Transcribe all records exactly.

---- Data for this task

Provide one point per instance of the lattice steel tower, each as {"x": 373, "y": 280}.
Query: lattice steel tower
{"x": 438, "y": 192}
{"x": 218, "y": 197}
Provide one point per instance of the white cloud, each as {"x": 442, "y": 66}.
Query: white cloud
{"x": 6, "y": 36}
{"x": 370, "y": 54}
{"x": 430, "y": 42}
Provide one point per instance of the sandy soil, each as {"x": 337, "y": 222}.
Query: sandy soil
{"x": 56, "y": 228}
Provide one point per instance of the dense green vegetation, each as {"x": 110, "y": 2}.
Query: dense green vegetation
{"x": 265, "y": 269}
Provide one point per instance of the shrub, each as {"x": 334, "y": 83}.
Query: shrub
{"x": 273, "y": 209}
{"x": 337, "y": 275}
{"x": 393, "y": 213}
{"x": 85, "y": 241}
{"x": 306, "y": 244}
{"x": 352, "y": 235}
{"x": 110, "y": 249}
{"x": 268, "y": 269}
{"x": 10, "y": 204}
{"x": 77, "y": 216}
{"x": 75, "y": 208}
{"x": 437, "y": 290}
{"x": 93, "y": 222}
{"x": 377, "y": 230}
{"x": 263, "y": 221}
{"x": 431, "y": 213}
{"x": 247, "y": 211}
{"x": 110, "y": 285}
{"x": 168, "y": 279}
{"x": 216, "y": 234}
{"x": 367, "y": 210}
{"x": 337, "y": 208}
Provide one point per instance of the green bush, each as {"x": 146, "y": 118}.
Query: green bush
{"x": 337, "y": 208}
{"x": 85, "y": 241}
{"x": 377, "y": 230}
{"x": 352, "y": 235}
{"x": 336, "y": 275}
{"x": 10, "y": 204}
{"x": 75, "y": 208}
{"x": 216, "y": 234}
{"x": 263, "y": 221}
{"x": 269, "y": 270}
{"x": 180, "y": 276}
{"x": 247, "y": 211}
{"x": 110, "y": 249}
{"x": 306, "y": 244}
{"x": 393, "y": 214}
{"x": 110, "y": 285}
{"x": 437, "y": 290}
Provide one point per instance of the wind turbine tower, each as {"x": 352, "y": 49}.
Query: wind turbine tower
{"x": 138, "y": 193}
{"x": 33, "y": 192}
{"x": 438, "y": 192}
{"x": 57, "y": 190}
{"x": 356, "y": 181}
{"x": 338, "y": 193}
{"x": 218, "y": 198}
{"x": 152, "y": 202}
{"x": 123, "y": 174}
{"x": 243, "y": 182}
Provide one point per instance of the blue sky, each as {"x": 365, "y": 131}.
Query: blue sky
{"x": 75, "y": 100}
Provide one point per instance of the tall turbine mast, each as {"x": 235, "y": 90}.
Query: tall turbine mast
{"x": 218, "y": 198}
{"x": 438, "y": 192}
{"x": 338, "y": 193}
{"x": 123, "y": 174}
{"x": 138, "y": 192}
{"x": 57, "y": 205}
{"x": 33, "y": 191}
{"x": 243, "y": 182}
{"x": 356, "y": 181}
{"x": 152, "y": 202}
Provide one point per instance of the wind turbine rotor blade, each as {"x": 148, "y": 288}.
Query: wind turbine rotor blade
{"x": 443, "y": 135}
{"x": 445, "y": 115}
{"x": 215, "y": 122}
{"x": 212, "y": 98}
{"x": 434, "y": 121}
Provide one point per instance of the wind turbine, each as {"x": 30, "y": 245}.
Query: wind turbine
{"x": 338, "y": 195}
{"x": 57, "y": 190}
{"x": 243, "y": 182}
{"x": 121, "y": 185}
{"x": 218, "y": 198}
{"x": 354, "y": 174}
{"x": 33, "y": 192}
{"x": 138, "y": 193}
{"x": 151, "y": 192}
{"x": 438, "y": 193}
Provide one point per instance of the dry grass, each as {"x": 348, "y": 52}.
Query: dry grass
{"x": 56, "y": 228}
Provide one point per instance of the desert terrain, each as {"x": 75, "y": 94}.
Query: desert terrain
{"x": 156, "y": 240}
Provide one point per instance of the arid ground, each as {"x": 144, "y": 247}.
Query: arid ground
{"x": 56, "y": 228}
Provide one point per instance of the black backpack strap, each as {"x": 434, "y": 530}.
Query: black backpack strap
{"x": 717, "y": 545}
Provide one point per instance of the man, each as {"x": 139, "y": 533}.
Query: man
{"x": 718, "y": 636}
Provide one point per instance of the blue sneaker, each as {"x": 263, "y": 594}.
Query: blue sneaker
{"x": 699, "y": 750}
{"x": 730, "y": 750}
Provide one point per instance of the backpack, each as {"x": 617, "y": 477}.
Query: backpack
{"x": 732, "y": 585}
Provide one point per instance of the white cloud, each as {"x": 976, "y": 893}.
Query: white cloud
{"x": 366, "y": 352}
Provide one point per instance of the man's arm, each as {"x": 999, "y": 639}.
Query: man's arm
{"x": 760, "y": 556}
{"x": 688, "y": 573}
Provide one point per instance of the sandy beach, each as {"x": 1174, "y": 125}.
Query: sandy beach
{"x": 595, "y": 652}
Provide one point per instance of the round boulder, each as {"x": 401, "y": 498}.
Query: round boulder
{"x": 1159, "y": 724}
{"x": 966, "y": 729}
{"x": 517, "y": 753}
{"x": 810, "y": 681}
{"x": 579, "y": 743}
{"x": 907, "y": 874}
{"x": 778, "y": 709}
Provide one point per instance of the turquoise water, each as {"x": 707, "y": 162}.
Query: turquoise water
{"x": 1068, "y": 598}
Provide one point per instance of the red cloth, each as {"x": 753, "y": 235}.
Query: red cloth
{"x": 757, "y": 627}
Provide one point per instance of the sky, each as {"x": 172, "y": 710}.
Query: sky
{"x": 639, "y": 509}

--------

» **Reply to the task**
Provide one point per instance of the lattice steel tower, each as {"x": 373, "y": 280}.
Query: lattice steel tower
{"x": 438, "y": 192}
{"x": 218, "y": 197}
Provide one point per instance of the white cloud, each as {"x": 442, "y": 66}.
Query: white cloud
{"x": 6, "y": 36}
{"x": 370, "y": 54}
{"x": 430, "y": 42}
Provide one point per instance of the sandy soil, each as {"x": 337, "y": 222}.
Query: sandy soil
{"x": 56, "y": 228}
Provide one point per instance of the dense green vegetation, each as {"x": 110, "y": 2}.
Query: dense green vegetation
{"x": 265, "y": 269}
Provide one point per instance of the shrub, each as {"x": 334, "y": 83}.
Query: shrub
{"x": 273, "y": 209}
{"x": 337, "y": 275}
{"x": 393, "y": 213}
{"x": 85, "y": 241}
{"x": 306, "y": 244}
{"x": 352, "y": 235}
{"x": 110, "y": 249}
{"x": 268, "y": 269}
{"x": 10, "y": 204}
{"x": 77, "y": 216}
{"x": 75, "y": 208}
{"x": 437, "y": 290}
{"x": 93, "y": 222}
{"x": 377, "y": 230}
{"x": 263, "y": 221}
{"x": 431, "y": 213}
{"x": 247, "y": 211}
{"x": 110, "y": 285}
{"x": 168, "y": 279}
{"x": 216, "y": 234}
{"x": 367, "y": 210}
{"x": 337, "y": 208}
Provide one point per instance of the green bush, each as {"x": 146, "y": 118}.
Query: green bush
{"x": 337, "y": 208}
{"x": 85, "y": 241}
{"x": 377, "y": 230}
{"x": 352, "y": 235}
{"x": 336, "y": 275}
{"x": 10, "y": 204}
{"x": 75, "y": 208}
{"x": 216, "y": 234}
{"x": 263, "y": 221}
{"x": 269, "y": 270}
{"x": 180, "y": 276}
{"x": 247, "y": 211}
{"x": 110, "y": 249}
{"x": 306, "y": 244}
{"x": 393, "y": 214}
{"x": 110, "y": 285}
{"x": 437, "y": 290}
Provide one point per instance of the wind turbine tower, each as {"x": 352, "y": 49}.
Query: wind turbine tower
{"x": 138, "y": 193}
{"x": 33, "y": 192}
{"x": 438, "y": 192}
{"x": 57, "y": 190}
{"x": 356, "y": 181}
{"x": 338, "y": 193}
{"x": 218, "y": 198}
{"x": 152, "y": 202}
{"x": 123, "y": 174}
{"x": 243, "y": 182}
Provide one point per instance of the blue sky, each as {"x": 365, "y": 131}.
Query: blue sky
{"x": 75, "y": 100}
Provide one point per instance of the tall turbine mast, each as {"x": 235, "y": 90}.
Query: tall turbine mast
{"x": 218, "y": 198}
{"x": 438, "y": 192}
{"x": 338, "y": 193}
{"x": 123, "y": 174}
{"x": 138, "y": 192}
{"x": 57, "y": 205}
{"x": 33, "y": 191}
{"x": 243, "y": 182}
{"x": 356, "y": 181}
{"x": 152, "y": 202}
Provide one point per instance of the wind turbine rotor blade, each as {"x": 148, "y": 288}.
Query: wind turbine rotor blade
{"x": 443, "y": 135}
{"x": 445, "y": 115}
{"x": 215, "y": 122}
{"x": 212, "y": 98}
{"x": 434, "y": 121}
Provide one point per instance of the wind turbine, each as {"x": 30, "y": 245}.
Query: wind turbine
{"x": 338, "y": 195}
{"x": 57, "y": 190}
{"x": 243, "y": 182}
{"x": 121, "y": 185}
{"x": 218, "y": 198}
{"x": 354, "y": 174}
{"x": 33, "y": 192}
{"x": 138, "y": 193}
{"x": 151, "y": 192}
{"x": 438, "y": 193}
Provide one point per instance of the dry grass, each as {"x": 348, "y": 52}.
Query: dry grass
{"x": 56, "y": 228}
Provide one point per instance of the desert terrain, each as {"x": 75, "y": 94}.
Query: desert terrain
{"x": 156, "y": 240}
Provide one point per instance of the arid ground, each as {"x": 144, "y": 247}.
Query: arid ground
{"x": 56, "y": 228}
Provide one point per instance of the black backpack strap, each as {"x": 434, "y": 530}.
Query: black backpack strap
{"x": 717, "y": 545}
Provide one point per instance of the man, each as {"x": 139, "y": 533}.
Query: man
{"x": 718, "y": 636}
Provide one point per instance of the blue sneaker, each as {"x": 263, "y": 594}.
Query: blue sneaker
{"x": 699, "y": 750}
{"x": 730, "y": 750}
Provide one point per instance of the backpack, each as {"x": 617, "y": 477}.
Query: backpack
{"x": 732, "y": 585}
Provide one point per instance of the white cloud, each as {"x": 976, "y": 893}.
Query: white cloud
{"x": 366, "y": 352}
Provide one point per instance of the man's arm, each as {"x": 999, "y": 639}.
Query: man's arm
{"x": 760, "y": 556}
{"x": 688, "y": 573}
Provide one point per instance of the sandy beach, each as {"x": 1174, "y": 125}.
Query: sandy beach
{"x": 595, "y": 652}
Provide one point per instance of the round boulder, each as {"x": 401, "y": 498}.
Query: round boulder
{"x": 1159, "y": 724}
{"x": 966, "y": 729}
{"x": 517, "y": 753}
{"x": 810, "y": 681}
{"x": 579, "y": 743}
{"x": 907, "y": 874}
{"x": 778, "y": 709}
Provide one point per instance of the turquoise water, each as {"x": 707, "y": 162}.
Query: turquoise water
{"x": 1068, "y": 598}
Provide one point per instance of the red cloth, each as {"x": 753, "y": 235}.
Query: red cloth
{"x": 757, "y": 627}
Provide one point per instance of the sky, each as {"x": 172, "y": 710}.
Query: sky
{"x": 639, "y": 509}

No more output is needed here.